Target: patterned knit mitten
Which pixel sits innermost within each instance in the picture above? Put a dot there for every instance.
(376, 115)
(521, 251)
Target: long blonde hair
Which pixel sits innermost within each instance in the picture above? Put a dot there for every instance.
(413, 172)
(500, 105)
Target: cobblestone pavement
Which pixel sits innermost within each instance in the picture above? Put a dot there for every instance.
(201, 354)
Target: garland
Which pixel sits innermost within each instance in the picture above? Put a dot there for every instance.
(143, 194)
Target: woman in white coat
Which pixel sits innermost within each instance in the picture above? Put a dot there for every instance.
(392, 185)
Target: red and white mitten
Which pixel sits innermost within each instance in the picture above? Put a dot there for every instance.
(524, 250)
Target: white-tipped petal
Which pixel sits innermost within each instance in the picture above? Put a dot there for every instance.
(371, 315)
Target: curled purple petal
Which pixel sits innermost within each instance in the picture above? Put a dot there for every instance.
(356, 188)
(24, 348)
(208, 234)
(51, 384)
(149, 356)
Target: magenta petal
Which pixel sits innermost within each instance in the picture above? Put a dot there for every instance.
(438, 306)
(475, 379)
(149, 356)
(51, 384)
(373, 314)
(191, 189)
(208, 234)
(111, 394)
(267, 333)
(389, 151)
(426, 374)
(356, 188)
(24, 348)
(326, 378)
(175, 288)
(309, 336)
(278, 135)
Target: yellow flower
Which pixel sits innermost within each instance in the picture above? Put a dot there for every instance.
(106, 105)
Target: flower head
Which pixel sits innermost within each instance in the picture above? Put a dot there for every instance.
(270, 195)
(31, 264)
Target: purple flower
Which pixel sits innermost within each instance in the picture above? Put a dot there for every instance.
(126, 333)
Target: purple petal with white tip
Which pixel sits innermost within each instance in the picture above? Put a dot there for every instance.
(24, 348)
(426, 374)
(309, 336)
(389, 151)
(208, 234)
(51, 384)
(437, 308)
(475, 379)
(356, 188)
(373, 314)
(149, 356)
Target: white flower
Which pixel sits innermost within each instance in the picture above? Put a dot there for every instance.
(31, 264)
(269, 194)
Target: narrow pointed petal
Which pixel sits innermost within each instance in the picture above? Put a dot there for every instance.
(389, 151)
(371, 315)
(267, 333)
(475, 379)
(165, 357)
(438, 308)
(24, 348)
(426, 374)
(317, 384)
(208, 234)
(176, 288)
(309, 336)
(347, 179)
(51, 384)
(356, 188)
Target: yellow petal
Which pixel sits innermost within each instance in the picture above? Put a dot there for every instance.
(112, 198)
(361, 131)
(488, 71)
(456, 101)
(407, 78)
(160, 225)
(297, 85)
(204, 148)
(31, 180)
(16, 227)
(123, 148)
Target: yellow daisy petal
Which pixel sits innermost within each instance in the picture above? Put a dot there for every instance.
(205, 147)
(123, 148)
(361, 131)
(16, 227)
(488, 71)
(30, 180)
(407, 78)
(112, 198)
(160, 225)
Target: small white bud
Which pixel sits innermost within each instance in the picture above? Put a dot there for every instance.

...

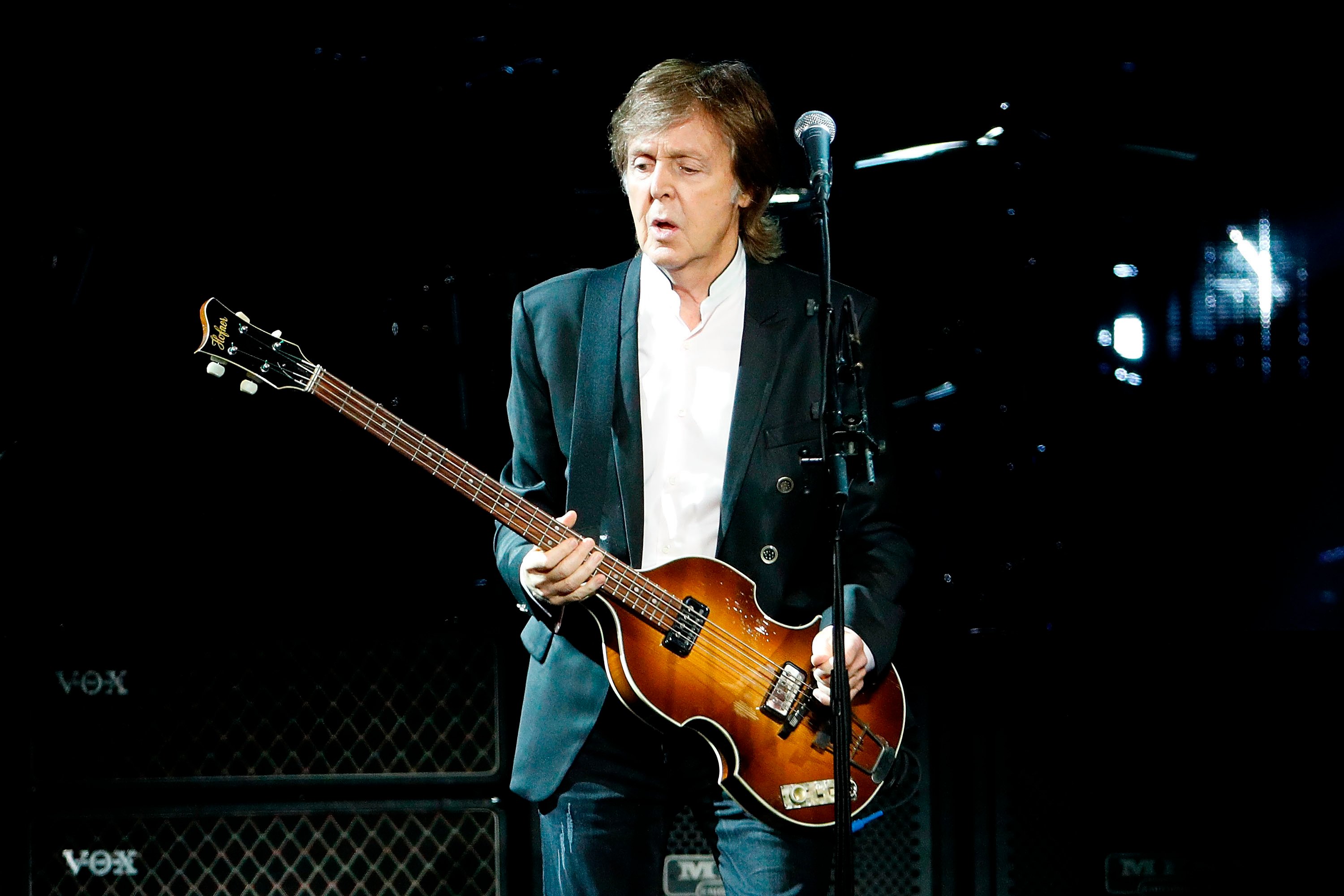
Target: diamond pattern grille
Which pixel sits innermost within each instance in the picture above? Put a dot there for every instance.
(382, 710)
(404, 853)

**TASK TO COMPLETE**
Return from the data every line that holds "petal".

**TASK RESPONSE**
Target: white-tipped petal
Target: curled purple petal
Target: magenta petal
Target: purple petal with white tip
Target: narrow pointed petal
Target: yellow petal
Target: yellow daisy petal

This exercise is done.